--- START ---
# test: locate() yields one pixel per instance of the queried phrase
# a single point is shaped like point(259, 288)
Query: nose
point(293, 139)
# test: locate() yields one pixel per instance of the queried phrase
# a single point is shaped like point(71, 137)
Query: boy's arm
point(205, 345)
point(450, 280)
--- END ---
WORK INSTRUCTIONS: Could you print all of the data above once more, unaltered?

SOLUTION FOR THIS EXERCISE:
# test: locate() yields one pixel per instance of the queried phrase
# a single point is shaped like point(259, 288)
Query: nose
point(293, 139)
# test: locate() yields one pixel per instance of the queried phrase
# a single point is shaped like point(71, 137)
Query: boy's arm
point(205, 345)
point(450, 280)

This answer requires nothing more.